**Source passage**
Further down the Ohio River is the town of Paducah. Known as the City of Craft and Folk Art, Paducah is a river city, located right where the Tennessee and Ohio rivers merge. It was founded in 1827 by William Clark of America’s famous Lewis & Clark expedition.
Lewis and Clark were early explorers who, in 1804 were the first people to cross the western part of the USA. They began in St Louis and travelling predominantly by river, they eventually reached the Pacific Ocean near present day Seattle.
Paducah was a key location during the Civil War because of its location on the river with transportation and resources at the ready.
In 1937 the river flooded here and caused a significant national disaster. In the main street I saw a sign showing how much the town had raised for the Red Cross. By far the largest amount was the donations in 1937 that amounted to over one and a quarter million dollars. Today, a mural-covered flood wall, built to prevent future flooding, forms a sort of gateway into town while simultaneously illustrating the rich history that contributed to making Paducah the city of 25,000 residents that it is today.
We were a little late getting up and we missed the shuttle that was taking people around the major sights of the town. It rained all day and while the temperature in the morning was a warm 22C, by lunch time it had dropped to 11C and was quite cool.
Nearby the wharf, the town was very run down. Many of the shops were closed and need renewal. I think that the active parts of town have moved further away. Some of the old buildings, including the market place have, what appears to me, an architecture consistent with rural American towns.
Probably, the most outstanding sight in town is the National Quilt Museum. This was started by a couple who originally published a quilting and craft magazine and has now grown into a stunning display of beautiful and intricate quilting work from all over the world. It was only about three blocks from where our boat was docked but not yet open when we first walked across to it. Instead, we went back to the Main Street for a coffee in a very cute little coffee shop.
We were back to the Museum after half an hour and we we’re amazed at the intimacy of some of the quilts on display. Jill has done a little quilting and knows far more about it than I do but even to me they appeared as amazing works of art.

**Apply what you read**
**1.** In the Paducah travel account, who founded Paducah, and in what year?
**2.** Write the next part of the Paducah travel account, picking up after its last sentence.
The records that come after this passage are not needed.

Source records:
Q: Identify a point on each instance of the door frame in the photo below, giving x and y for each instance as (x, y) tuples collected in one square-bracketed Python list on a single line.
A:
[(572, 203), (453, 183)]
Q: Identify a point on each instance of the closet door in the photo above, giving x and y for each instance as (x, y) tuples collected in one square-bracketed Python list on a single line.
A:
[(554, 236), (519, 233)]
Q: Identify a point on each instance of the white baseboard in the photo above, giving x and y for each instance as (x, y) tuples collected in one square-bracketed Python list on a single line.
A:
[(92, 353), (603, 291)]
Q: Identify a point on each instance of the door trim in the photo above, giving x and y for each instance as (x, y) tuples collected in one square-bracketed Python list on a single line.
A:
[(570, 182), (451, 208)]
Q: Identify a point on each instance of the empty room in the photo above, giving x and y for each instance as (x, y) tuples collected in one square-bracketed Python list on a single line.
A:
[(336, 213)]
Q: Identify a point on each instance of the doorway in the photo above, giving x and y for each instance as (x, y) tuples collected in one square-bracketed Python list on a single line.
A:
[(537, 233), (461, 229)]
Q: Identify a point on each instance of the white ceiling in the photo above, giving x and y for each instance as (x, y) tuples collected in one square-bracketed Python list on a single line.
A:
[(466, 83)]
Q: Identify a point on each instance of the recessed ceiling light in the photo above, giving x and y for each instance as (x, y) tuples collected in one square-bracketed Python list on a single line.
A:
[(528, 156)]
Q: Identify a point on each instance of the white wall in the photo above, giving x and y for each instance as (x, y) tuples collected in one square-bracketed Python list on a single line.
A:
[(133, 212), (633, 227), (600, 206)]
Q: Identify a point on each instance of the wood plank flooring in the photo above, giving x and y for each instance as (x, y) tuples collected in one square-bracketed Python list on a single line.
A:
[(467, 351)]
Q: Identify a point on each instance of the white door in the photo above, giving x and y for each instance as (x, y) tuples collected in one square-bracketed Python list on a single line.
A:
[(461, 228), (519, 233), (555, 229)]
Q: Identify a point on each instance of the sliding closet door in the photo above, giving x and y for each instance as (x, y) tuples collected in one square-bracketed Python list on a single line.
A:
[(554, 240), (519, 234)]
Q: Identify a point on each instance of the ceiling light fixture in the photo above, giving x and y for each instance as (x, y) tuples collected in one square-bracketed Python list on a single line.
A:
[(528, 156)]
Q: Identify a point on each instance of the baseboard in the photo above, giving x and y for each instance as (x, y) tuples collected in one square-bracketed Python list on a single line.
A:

**List of answers**
**1.** William Clark founded Paducah in 1827.

**2.**
Some were traditional quilts with hand stitching. They were made of small pieces of fabric sewn together to make a ‘picture’ or design and then over quilted with stitching that created a texture.
Others were images and replicated photos or paintings.
This one of a forest looked more like a tapestry than a quilt, so I needed to take a close up of some of the detail.
After lunch, I went for walk through the town. I came across a railway museum that had a monster of a steam engine outside. This would have hauled some serious freight volumes.
In the Main Street was an interesting sign that told of a medical discovery by a local doctor. Sometimes out of these small towns come some interesting discoveries.
While we have seen a few interesting places so far on this trip, we haven’t yet seen any of the places that we really came to see on the Mississippi. It’s clear that the river is high because of the rain further north but I spent a lot of money on an airfare to get here. We have been travelling for some days now and we are still not near the Mississippi.
The straw that had broken the camel’s back for me is that they announced tonight that we will not be stopping at St Louis. That means that out of the thirteen places on the original itinerary, we will now only see four of them. Each evening we have an update on the trip and tonight they announced this change of plans. So far, all the passenger communication has been left to the Cruise Director but I really thought that the Captain should have been at this briefing to announce what is a significant change to our itinerary.
I’ll wait until tomorrow to see what is happening next.